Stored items
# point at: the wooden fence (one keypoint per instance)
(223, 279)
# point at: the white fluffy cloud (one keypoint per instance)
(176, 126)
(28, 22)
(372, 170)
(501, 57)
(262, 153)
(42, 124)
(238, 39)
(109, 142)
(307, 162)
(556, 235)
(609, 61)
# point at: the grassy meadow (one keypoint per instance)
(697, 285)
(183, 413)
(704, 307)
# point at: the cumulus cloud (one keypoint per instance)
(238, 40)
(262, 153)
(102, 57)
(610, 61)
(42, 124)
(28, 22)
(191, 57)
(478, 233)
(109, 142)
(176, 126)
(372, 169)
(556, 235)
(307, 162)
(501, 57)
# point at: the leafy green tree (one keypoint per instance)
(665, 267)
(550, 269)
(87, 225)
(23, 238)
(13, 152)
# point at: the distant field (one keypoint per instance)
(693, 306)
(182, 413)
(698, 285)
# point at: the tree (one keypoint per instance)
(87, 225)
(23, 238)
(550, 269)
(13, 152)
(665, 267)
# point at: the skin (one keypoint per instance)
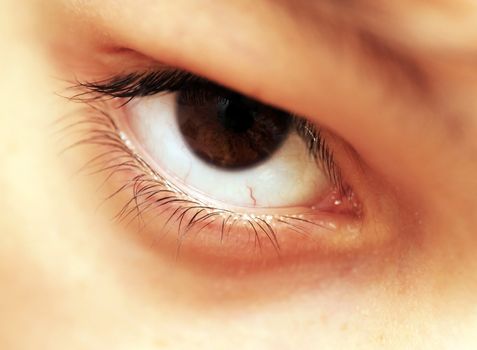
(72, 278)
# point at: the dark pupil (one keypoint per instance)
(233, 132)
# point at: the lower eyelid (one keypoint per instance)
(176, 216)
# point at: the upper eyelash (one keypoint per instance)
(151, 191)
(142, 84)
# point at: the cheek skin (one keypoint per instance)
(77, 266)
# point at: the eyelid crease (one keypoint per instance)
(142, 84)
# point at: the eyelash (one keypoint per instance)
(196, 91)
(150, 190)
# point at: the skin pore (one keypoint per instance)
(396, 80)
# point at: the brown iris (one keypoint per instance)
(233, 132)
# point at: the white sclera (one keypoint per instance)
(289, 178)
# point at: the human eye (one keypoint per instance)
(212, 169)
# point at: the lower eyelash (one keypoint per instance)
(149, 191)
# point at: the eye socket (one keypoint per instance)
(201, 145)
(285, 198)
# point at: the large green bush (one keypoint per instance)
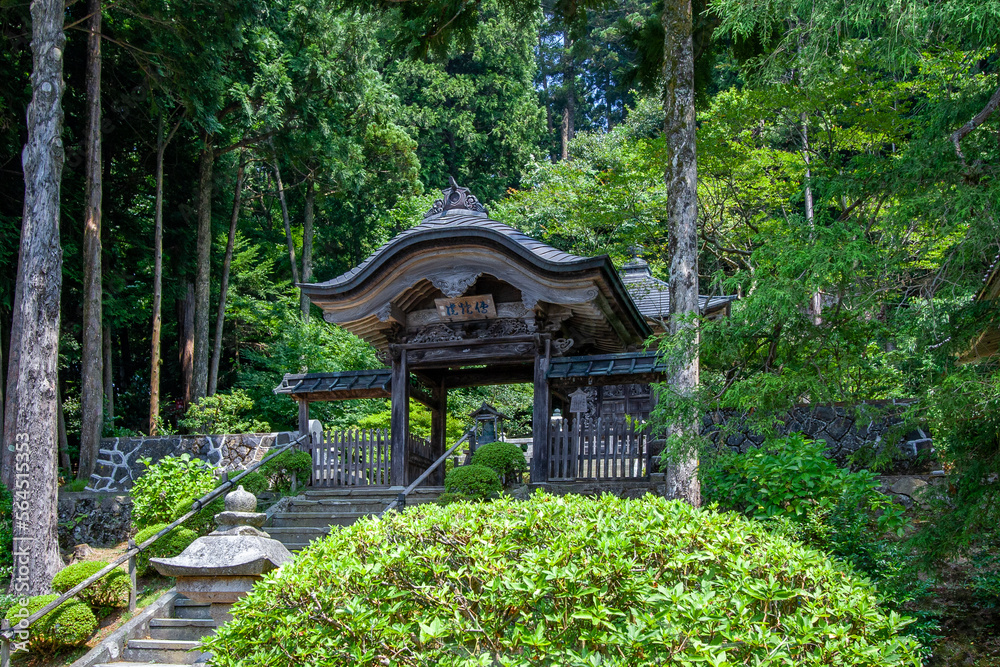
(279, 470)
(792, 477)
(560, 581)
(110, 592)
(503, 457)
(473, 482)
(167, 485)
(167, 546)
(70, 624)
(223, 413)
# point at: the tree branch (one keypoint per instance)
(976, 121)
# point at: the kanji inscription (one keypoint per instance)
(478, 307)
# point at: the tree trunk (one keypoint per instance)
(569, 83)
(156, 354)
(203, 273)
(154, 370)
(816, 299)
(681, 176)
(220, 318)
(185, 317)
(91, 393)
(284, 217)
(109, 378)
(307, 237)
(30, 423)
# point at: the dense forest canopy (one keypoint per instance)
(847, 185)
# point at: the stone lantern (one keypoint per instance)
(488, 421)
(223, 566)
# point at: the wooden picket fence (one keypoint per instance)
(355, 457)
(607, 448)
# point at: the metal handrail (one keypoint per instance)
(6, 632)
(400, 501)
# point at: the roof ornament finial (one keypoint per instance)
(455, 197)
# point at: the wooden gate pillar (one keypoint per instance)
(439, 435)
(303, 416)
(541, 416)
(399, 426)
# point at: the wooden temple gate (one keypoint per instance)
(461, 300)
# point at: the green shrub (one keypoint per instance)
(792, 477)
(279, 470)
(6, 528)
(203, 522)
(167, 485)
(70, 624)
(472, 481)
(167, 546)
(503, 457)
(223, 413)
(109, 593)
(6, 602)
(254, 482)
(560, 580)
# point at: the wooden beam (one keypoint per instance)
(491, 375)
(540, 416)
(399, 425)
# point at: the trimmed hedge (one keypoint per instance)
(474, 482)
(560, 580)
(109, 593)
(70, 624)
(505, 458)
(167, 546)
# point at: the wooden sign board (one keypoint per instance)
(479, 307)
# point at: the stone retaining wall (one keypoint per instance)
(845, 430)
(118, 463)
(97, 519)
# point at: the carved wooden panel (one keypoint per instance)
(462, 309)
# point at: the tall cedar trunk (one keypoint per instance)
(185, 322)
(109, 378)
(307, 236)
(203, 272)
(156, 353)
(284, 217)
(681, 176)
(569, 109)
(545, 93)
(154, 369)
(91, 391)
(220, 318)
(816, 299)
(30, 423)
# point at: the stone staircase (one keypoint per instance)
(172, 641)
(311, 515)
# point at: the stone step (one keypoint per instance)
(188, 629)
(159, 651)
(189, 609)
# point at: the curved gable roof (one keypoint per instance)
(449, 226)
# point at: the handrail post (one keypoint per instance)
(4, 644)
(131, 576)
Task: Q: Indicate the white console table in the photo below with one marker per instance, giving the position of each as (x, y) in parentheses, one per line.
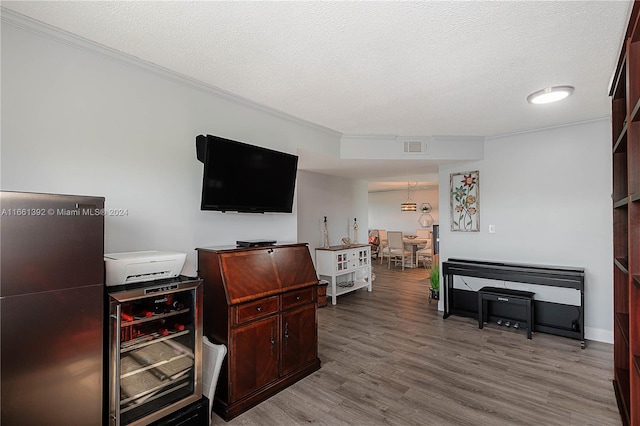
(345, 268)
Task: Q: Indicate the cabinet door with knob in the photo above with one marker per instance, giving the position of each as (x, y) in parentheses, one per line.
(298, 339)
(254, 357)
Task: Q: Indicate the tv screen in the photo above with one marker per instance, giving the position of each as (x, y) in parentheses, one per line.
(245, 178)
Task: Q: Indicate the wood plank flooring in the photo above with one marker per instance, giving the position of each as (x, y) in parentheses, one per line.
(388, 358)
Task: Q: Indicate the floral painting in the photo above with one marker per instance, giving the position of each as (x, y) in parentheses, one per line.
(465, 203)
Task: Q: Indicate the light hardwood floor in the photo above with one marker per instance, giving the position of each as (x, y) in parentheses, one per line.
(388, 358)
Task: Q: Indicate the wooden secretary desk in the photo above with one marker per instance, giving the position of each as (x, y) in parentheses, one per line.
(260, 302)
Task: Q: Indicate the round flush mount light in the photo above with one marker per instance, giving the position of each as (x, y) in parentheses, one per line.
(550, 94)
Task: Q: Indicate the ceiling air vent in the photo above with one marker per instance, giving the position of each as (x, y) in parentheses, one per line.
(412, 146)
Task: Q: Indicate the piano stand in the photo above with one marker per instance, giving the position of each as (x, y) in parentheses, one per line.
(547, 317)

[Problem requirements] Leave the pictures out and output all of the data verbatim.

[Output for this exercise]
# point at: the wooden fence (one keypoint per instance)
(223, 279)
# point at: the white fluffy cloud (one keypoint per instance)
(176, 126)
(28, 22)
(372, 170)
(501, 57)
(262, 153)
(42, 124)
(238, 39)
(109, 142)
(307, 162)
(556, 235)
(609, 61)
# point at: the grassy meadow (one keypoint per instance)
(697, 285)
(183, 413)
(704, 307)
# point at: the cumulus cloud (one keypoint per instance)
(238, 40)
(262, 153)
(102, 57)
(610, 61)
(42, 124)
(28, 22)
(191, 57)
(478, 233)
(109, 142)
(176, 126)
(372, 169)
(556, 235)
(307, 162)
(501, 57)
# point at: the leafy green tree (one keypoint per instance)
(665, 267)
(550, 269)
(87, 225)
(23, 238)
(13, 152)
# point at: the distant field (one keypoint per instance)
(693, 306)
(182, 413)
(698, 285)
# point at: the tree (one keypoint per instance)
(87, 225)
(23, 238)
(550, 269)
(13, 152)
(665, 267)
# point at: the skin (one keypoint per instance)
(72, 278)
# point at: the dark pupil (one keypoint per instance)
(233, 132)
# point at: the lower eyelid (one keypoint per instance)
(176, 216)
# point at: the upper eyelash (one keypoint per instance)
(151, 191)
(142, 84)
# point at: the cheek skin (one keypoint per instance)
(77, 266)
# point at: the eyelid crease (one keypoint per instance)
(142, 84)
# point at: the eyelash (one keypoint per instance)
(196, 91)
(150, 190)
# point at: the skin pore (one keypoint per instance)
(396, 80)
# point at: the brown iris (one keypoint per instance)
(233, 132)
# point at: the white sclera (one keypoint per instance)
(289, 178)
# point at: the human eye (one keypoint per instance)
(212, 169)
# point at: the lower eyelash (one keypoint per instance)
(149, 191)
# point at: the eye socket (one keypoint per instance)
(201, 145)
(285, 198)
# point at: the large green bush (one keypoint per instance)
(279, 470)
(792, 477)
(560, 581)
(110, 592)
(503, 457)
(473, 482)
(167, 485)
(167, 546)
(70, 624)
(223, 413)
# point at: the tree branch (one keypoint per instance)
(976, 121)
# point at: the kanji inscription (one keypoint per instance)
(478, 307)
# point at: the tree trunk (one keypoint per instance)
(569, 83)
(156, 354)
(203, 273)
(154, 370)
(816, 299)
(681, 176)
(220, 318)
(185, 317)
(91, 393)
(284, 217)
(109, 378)
(307, 237)
(30, 423)
# point at: the dense forest canopy (one keypoint per instance)
(847, 185)
# point at: the stone lantern (one keypoint per instance)
(488, 421)
(223, 566)
# point at: the wooden picket fence (one keypoint per instance)
(355, 457)
(607, 448)
# point at: the metal handrail (one keypoint per instance)
(6, 632)
(400, 501)
# point at: the roof ornament finial (one keypoint per instance)
(455, 197)
# point at: the wooden gate pillar (one keypoint per instance)
(439, 435)
(303, 416)
(541, 416)
(399, 426)
# point at: the wooden temple gate (one keypoint per instance)
(461, 300)
# point at: the green shrub (one keypoint per instance)
(792, 477)
(279, 470)
(6, 528)
(203, 522)
(167, 485)
(70, 624)
(472, 481)
(167, 546)
(503, 457)
(223, 413)
(109, 593)
(6, 602)
(254, 482)
(560, 580)
# point at: the wooden beam (one keypoint per instance)
(491, 375)
(540, 416)
(399, 425)
# point at: the trimmed hedge (one keypoint per instance)
(474, 482)
(560, 580)
(109, 593)
(70, 624)
(505, 458)
(167, 546)
# point at: the wooden sign board (one keypoint per instance)
(479, 307)
# point at: the stone retaining wall (one keypoint per instance)
(845, 430)
(118, 463)
(97, 519)
# point at: the carved wooden panel (one keypoint per instance)
(462, 309)
# point at: the tall cedar trunk (one keypoint per instance)
(185, 322)
(109, 378)
(307, 236)
(203, 272)
(156, 353)
(284, 217)
(681, 176)
(569, 109)
(545, 93)
(154, 369)
(91, 391)
(220, 318)
(816, 299)
(30, 423)
# point at: the stone staircase (one keypoint per instance)
(172, 641)
(311, 515)
# point at: the stone step (one keypoint per instance)
(188, 629)
(159, 651)
(189, 609)
# point at: the curved gable roof (one keypoint per instance)
(449, 226)
# point at: the handrail post (one keypoint per instance)
(4, 644)
(131, 576)
Task: Q: Indicate the white console table in the photo below with one marker per instance, giving the position of each as (x, y) in parentheses, one per line.
(345, 268)
Task: Q: Indicate the cabinet door with knob in the photo above with one marker per instance, giving the position of each as (x, y) in parentheses, one per line.
(298, 339)
(254, 357)
Task: Q: Indicate the tv screen in the photo above with one marker per instance, giving the position of each as (x, y) in parentheses, one per line.
(245, 178)
Task: Q: Indicate the wood plank flooring in the photo above with one marker per instance, giving the position of each as (x, y) in parentheses, one per line.
(388, 358)
Task: Q: Indicate the floral painting in the photo above with one marker per instance, giving the position of each as (x, y) in parentheses, one per line.
(465, 203)
Task: Q: Indicate the light hardwood floor in the photo above with one marker per instance, giving the position of each as (x, y) in parentheses, one per line.
(388, 358)
Task: Q: Indicate the wooden secretary desk in the photo above with one marker per instance, giving the position of each as (x, y) in parentheses, one per line.
(260, 302)
Task: Q: Indicate the round flush mount light in the photo above with one marker per instance, giving the position of each as (x, y) in parentheses, one per line.
(550, 94)
Task: Q: Indicate the ceiling air vent in the photo above with one marker per instance, giving the position of each as (x, y) in parentheses, one per line.
(412, 146)
Task: Q: Indicate the piano stand in the photo above with one marker per instance, giving the position of each as (x, y) in parentheses, one per line.
(547, 317)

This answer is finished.